## [Listed records]
══════

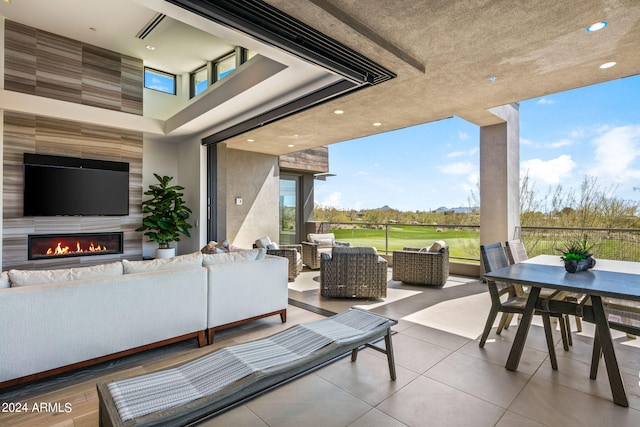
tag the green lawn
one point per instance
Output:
(462, 243)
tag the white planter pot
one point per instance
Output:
(165, 253)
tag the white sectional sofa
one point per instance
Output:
(58, 320)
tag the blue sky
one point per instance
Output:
(592, 131)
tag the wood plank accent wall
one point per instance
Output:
(47, 65)
(44, 64)
(313, 160)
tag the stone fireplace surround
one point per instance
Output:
(55, 246)
(76, 72)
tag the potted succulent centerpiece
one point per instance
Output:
(165, 215)
(577, 256)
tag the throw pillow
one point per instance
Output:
(209, 248)
(189, 260)
(263, 242)
(4, 280)
(437, 246)
(239, 256)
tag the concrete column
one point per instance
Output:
(500, 176)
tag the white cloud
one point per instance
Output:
(545, 101)
(470, 152)
(332, 200)
(560, 144)
(616, 151)
(548, 171)
(458, 168)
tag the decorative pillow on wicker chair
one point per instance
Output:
(325, 240)
(437, 246)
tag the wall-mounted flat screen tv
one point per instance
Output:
(55, 185)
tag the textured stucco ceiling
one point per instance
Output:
(444, 53)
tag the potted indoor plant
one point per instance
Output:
(165, 215)
(577, 256)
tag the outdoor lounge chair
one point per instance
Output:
(316, 245)
(353, 273)
(422, 266)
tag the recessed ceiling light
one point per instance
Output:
(597, 26)
(608, 65)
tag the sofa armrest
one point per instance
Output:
(241, 290)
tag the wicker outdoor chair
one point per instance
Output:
(353, 273)
(420, 267)
(316, 245)
(292, 252)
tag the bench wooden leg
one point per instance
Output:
(390, 359)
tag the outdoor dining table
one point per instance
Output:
(609, 278)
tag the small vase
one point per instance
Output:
(573, 266)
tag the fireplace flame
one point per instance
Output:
(64, 250)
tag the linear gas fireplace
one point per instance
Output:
(47, 246)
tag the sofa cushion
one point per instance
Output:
(239, 256)
(4, 280)
(188, 260)
(101, 270)
(38, 277)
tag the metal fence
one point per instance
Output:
(464, 240)
(609, 243)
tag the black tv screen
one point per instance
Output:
(55, 185)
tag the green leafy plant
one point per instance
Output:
(576, 249)
(165, 213)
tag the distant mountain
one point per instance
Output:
(384, 208)
(461, 209)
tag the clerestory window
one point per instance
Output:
(159, 80)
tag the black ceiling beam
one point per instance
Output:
(274, 27)
(300, 104)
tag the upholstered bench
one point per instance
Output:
(205, 386)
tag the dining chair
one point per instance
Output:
(517, 252)
(494, 258)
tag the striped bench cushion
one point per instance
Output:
(213, 373)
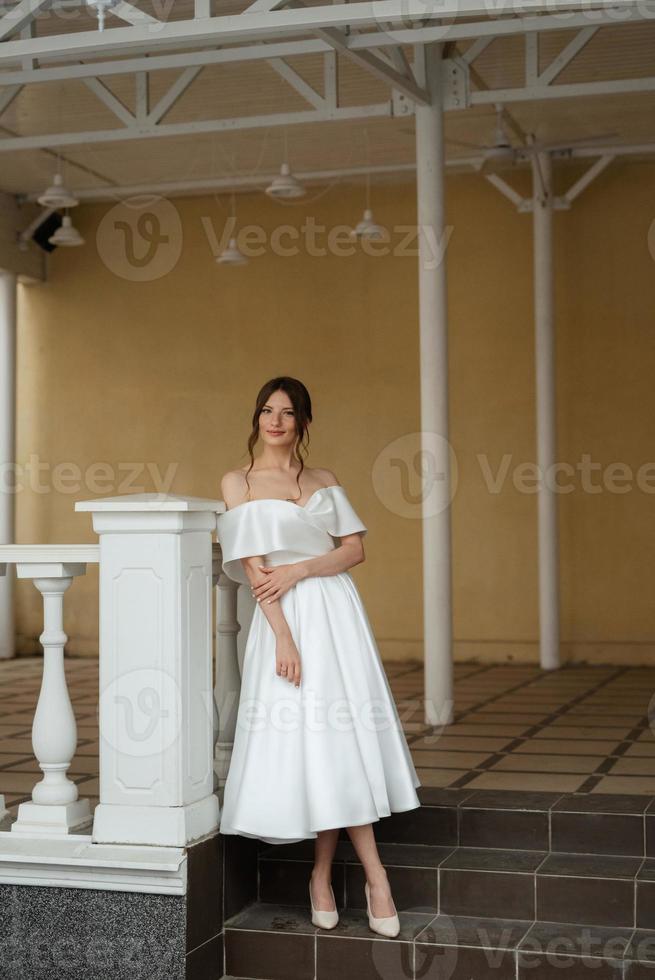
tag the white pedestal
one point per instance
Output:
(156, 698)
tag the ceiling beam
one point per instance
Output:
(138, 131)
(297, 82)
(483, 34)
(566, 56)
(132, 15)
(20, 16)
(285, 22)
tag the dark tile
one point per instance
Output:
(260, 917)
(206, 962)
(597, 833)
(638, 971)
(353, 923)
(411, 855)
(553, 938)
(604, 802)
(462, 930)
(240, 872)
(588, 900)
(299, 851)
(642, 947)
(272, 955)
(511, 799)
(650, 833)
(422, 825)
(486, 893)
(442, 795)
(362, 959)
(288, 882)
(645, 915)
(494, 859)
(435, 962)
(594, 865)
(554, 967)
(204, 891)
(524, 829)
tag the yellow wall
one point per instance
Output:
(165, 373)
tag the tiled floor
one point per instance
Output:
(576, 729)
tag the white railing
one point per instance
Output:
(55, 806)
(166, 732)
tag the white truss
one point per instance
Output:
(370, 34)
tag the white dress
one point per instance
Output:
(331, 752)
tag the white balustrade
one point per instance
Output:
(55, 807)
(228, 674)
(156, 708)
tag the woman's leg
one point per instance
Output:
(366, 847)
(324, 848)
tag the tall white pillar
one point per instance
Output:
(7, 453)
(544, 320)
(433, 325)
(156, 700)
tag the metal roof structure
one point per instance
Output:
(216, 85)
(190, 96)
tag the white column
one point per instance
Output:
(156, 696)
(433, 322)
(544, 320)
(55, 807)
(7, 452)
(3, 809)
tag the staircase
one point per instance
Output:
(489, 885)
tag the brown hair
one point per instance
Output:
(302, 407)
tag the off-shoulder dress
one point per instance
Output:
(331, 752)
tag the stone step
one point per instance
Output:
(591, 889)
(267, 941)
(591, 823)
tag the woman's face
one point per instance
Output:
(277, 420)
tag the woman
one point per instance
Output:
(325, 748)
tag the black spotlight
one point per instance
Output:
(45, 230)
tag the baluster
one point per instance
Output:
(4, 812)
(55, 806)
(228, 674)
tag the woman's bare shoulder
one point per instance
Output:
(324, 476)
(234, 489)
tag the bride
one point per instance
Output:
(309, 629)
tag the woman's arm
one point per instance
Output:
(350, 552)
(272, 610)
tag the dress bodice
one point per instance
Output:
(283, 531)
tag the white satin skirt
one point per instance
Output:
(331, 753)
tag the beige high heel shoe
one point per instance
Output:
(323, 919)
(387, 925)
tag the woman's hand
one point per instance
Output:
(277, 581)
(287, 659)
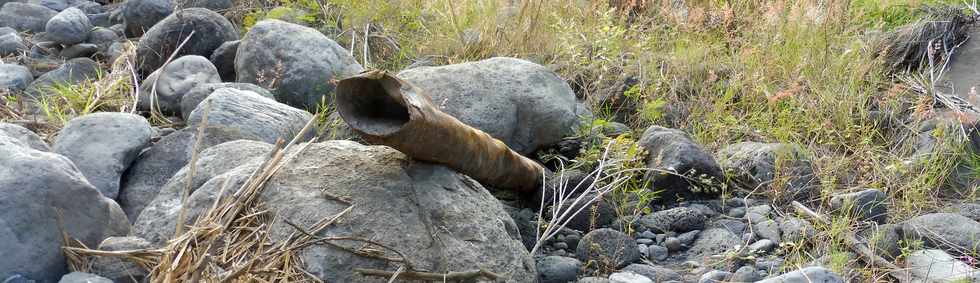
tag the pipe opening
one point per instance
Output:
(369, 108)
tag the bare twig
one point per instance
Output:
(428, 276)
(856, 245)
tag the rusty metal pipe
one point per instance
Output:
(383, 109)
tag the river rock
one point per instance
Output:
(296, 62)
(103, 145)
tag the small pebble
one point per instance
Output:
(647, 235)
(657, 252)
(561, 245)
(748, 237)
(572, 240)
(688, 238)
(764, 245)
(737, 212)
(672, 244)
(746, 274)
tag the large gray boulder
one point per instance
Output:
(947, 231)
(102, 37)
(25, 16)
(521, 103)
(220, 6)
(158, 219)
(17, 135)
(939, 266)
(140, 15)
(755, 166)
(251, 114)
(210, 31)
(36, 189)
(224, 59)
(558, 269)
(194, 96)
(673, 151)
(297, 62)
(813, 274)
(14, 77)
(68, 27)
(439, 218)
(153, 169)
(103, 145)
(175, 80)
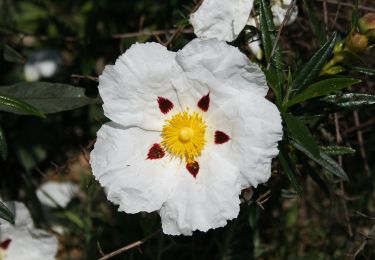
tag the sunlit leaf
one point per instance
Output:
(14, 105)
(274, 72)
(364, 70)
(301, 133)
(3, 145)
(288, 168)
(49, 97)
(322, 88)
(312, 68)
(337, 150)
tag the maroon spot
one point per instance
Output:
(204, 102)
(165, 105)
(193, 168)
(221, 137)
(155, 152)
(4, 245)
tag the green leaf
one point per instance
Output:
(349, 101)
(337, 150)
(322, 88)
(323, 160)
(12, 55)
(274, 73)
(14, 105)
(301, 133)
(49, 97)
(364, 70)
(5, 213)
(3, 145)
(287, 166)
(312, 68)
(355, 15)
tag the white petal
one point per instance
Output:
(212, 65)
(254, 126)
(31, 73)
(221, 19)
(279, 11)
(119, 162)
(131, 87)
(205, 202)
(26, 242)
(53, 194)
(47, 68)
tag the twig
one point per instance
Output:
(76, 76)
(364, 242)
(366, 8)
(130, 246)
(361, 145)
(342, 187)
(286, 19)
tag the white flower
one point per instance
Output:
(225, 19)
(279, 9)
(56, 194)
(221, 19)
(189, 130)
(21, 241)
(42, 64)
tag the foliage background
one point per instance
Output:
(329, 221)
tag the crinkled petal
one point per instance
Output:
(221, 68)
(119, 162)
(53, 194)
(205, 202)
(279, 11)
(26, 242)
(130, 88)
(254, 126)
(221, 19)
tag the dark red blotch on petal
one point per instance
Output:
(193, 168)
(4, 245)
(155, 152)
(221, 137)
(165, 105)
(204, 102)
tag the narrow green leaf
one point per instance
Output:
(312, 68)
(364, 70)
(274, 73)
(3, 145)
(301, 133)
(287, 166)
(355, 15)
(11, 104)
(49, 97)
(316, 26)
(5, 213)
(337, 150)
(348, 101)
(322, 88)
(323, 160)
(12, 55)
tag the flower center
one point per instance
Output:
(184, 135)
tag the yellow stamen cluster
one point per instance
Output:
(184, 135)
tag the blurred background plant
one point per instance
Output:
(319, 204)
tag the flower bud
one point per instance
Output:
(367, 22)
(356, 42)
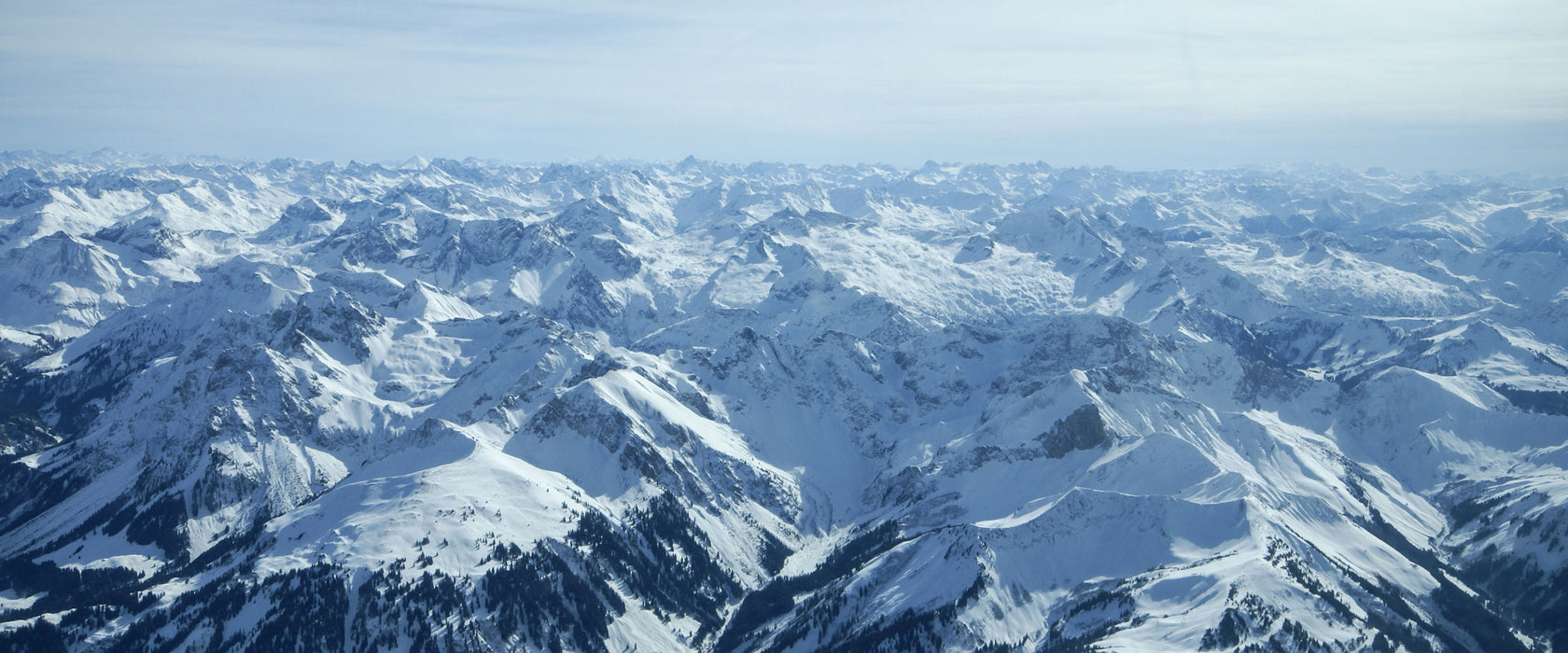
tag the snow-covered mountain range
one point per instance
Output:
(463, 406)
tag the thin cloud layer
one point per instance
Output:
(1129, 83)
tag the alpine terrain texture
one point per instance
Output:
(456, 406)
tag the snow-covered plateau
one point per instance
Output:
(461, 406)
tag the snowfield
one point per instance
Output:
(465, 406)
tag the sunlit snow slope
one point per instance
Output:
(461, 406)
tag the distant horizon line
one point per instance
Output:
(103, 154)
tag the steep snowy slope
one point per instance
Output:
(465, 406)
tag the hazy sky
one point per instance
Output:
(1410, 85)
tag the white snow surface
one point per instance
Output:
(1190, 395)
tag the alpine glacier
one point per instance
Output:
(463, 406)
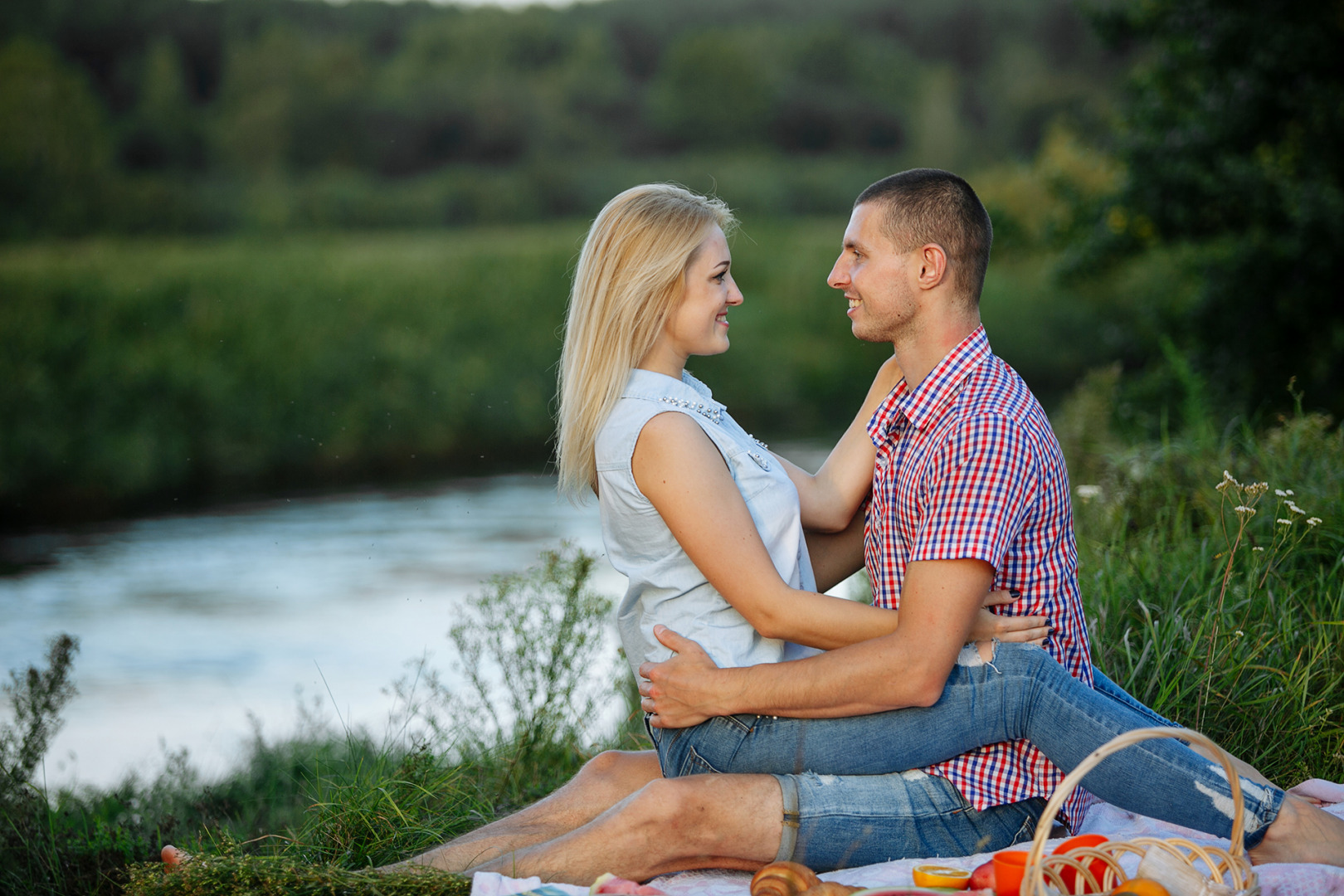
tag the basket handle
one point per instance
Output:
(1035, 878)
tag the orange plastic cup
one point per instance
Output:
(1008, 871)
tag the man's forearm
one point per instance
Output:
(867, 677)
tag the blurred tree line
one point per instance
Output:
(187, 116)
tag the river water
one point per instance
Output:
(191, 624)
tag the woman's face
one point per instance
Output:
(699, 325)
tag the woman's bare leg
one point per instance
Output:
(702, 821)
(602, 782)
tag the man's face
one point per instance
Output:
(875, 278)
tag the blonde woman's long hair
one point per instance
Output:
(628, 281)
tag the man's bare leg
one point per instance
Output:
(1301, 833)
(602, 782)
(702, 821)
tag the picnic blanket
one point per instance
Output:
(1103, 818)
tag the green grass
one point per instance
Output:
(1226, 622)
(1241, 644)
(144, 373)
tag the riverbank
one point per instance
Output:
(151, 375)
(1216, 617)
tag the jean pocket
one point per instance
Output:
(695, 765)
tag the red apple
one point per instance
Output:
(984, 876)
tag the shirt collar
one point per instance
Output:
(650, 384)
(923, 403)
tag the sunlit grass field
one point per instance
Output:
(1220, 618)
(141, 373)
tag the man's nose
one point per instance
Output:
(839, 277)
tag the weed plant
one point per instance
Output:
(1211, 597)
(147, 373)
(1220, 603)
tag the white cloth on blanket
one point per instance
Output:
(1103, 818)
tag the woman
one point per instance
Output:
(709, 527)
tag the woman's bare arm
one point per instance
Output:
(832, 494)
(686, 479)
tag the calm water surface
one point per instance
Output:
(191, 624)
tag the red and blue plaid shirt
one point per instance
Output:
(968, 466)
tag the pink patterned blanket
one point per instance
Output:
(1103, 818)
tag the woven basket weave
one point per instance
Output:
(1229, 867)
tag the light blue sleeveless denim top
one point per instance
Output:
(665, 586)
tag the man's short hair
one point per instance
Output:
(930, 206)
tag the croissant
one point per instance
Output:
(782, 879)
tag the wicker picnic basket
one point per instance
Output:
(1220, 867)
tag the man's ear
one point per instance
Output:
(933, 266)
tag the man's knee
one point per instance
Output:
(668, 801)
(620, 768)
(713, 815)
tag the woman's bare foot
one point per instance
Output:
(173, 857)
(1301, 833)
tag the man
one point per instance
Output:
(969, 494)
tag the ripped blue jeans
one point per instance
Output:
(851, 800)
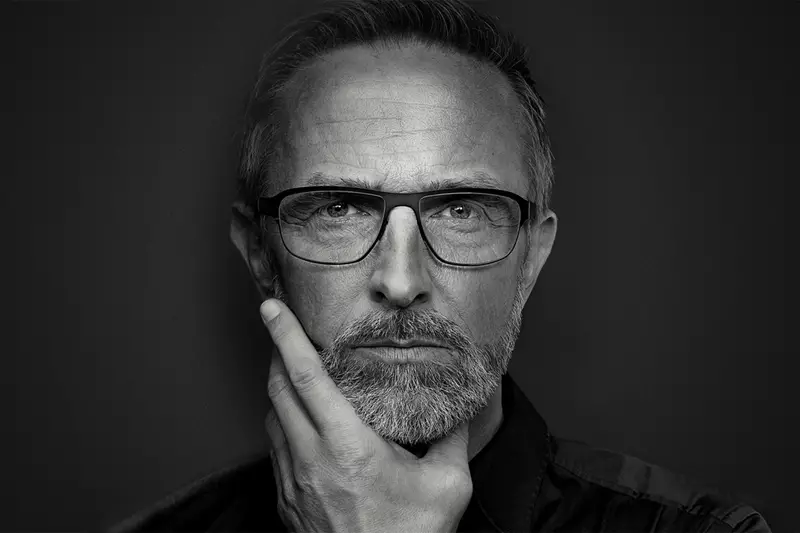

══════

## [Challenge]
Rewrite the lines from the one containing "tag the distant horizon line" up to and including the one containing "(1190, 395)", swapping "hazy sky" for "overcast sky" and keeping everything else the same.

## [Solution to this problem]
tag the distant horizon line
one point per instance
Output:
(103, 154)
tag the steep snowy slope
one point per instance
Output:
(465, 406)
tag the overcast sky
one point per instance
Output:
(1410, 85)
tag the white snow surface
one point per instance
Output:
(1190, 395)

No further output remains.